# [Excerpted text]
————————
It's absurd that the many millions of those who hold minimum wage jobs have higher requirements in that regard without any presumption of privacy when it comes to private employers but those who want the job of being president get to control the public access to that information.   

Our legal system, our laws and what the stinking courts require of private citizens as they exempt those who want to hold the most powerful public offices is a form of anti-democratic corruption.   If Joe Biden had health problems that, as Republican-fascists claim were covered up,  the solution to that is to require    ALL PRESIDENTS TO HAVE INDEPENDENT HEALTH CHECKUPS AND THE FULL RECORD OF THAT MADE PUBLIC.    There is no right to privacy when you want that job,  holding it is not a right, it is a privilege if you want to put it in those terms but what it is is a public obligation that entails obligations, not rights. 

Epstein Related Hate Mail

MY FIRST SUSPICION considering the Republican-fascist thug William Barr visited him shortly before his reported death was that Epstein was foolish enough to threaten Barr and others in the Trump 1 regime,   I have every confidence that one of Epstein's first blackmail objects was Barr's father, which explains why he gave him his job teaching at the Dalton school.    I don't for a second believe he killed himself,  probably the only thing that I agree with Ghiz Maxwell about,  the only evidence that he did is the openly sloppy cover-up job that Barr arranged to claim he committed suicide.
————————
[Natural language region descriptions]
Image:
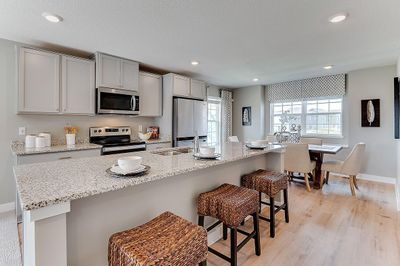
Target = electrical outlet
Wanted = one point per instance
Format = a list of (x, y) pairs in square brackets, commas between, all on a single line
[(22, 131)]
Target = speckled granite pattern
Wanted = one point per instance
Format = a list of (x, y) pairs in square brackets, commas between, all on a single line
[(20, 150), (43, 184)]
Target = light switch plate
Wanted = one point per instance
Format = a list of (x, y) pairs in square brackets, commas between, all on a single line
[(22, 131)]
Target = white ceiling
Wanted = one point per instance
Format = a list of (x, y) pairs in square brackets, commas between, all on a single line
[(235, 41)]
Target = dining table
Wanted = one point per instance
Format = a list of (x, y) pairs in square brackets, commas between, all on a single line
[(317, 154)]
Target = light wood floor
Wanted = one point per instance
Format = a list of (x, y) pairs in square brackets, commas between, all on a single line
[(329, 227)]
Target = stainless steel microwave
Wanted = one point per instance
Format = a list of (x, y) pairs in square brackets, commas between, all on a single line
[(116, 101)]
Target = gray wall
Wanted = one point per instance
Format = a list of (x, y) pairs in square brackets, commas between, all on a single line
[(249, 96), (9, 121)]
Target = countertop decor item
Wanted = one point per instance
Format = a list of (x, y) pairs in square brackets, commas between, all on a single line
[(370, 113)]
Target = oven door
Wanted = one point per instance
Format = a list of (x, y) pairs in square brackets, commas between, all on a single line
[(113, 101)]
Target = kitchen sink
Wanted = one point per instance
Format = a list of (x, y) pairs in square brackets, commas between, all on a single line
[(173, 152)]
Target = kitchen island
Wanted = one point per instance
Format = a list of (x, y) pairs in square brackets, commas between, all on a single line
[(71, 207)]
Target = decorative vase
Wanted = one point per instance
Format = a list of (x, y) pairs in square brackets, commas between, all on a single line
[(70, 139)]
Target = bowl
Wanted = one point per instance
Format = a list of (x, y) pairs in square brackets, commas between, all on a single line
[(129, 163), (260, 142), (205, 150), (145, 136)]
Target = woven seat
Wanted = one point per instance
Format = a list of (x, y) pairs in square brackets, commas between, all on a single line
[(166, 240), (266, 181), (228, 203)]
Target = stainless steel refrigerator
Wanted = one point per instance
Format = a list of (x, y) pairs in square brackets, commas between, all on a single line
[(190, 117)]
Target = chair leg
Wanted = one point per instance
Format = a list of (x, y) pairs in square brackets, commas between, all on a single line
[(257, 243), (233, 246), (355, 182), (272, 217), (224, 232), (307, 182), (327, 177), (353, 191), (286, 202)]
————————
# [Exercise A]
Can you transcribe the part of the excerpt starting at "MY FIRST SUSPICION" and ending at "he committed suicide."?
# [Exercise B]
Which people does the excerpt mention by name?

# [Solution A]
MY FIRST SUSPICION considering the Republican-fascist thug William Barr visited him shortly before his reported death was that Epstein was foolish enough to threaten Barr and others in the Trump 1 regime,   I have every confidence that one of Epstein's first blackmail objects was Barr's father, which explains why he gave him his job teaching at the Dalton school.    I don't for a second believe he killed himself,  probably the only thing that I agree with Ghiz Maxwell about,  the only evidence that he did is the openly sloppy cover-up job that Barr arranged to claim he committed suicide.

# [Solution B]
Joe Biden, William Barr, Epstein, Trump, Ghiz Maxwell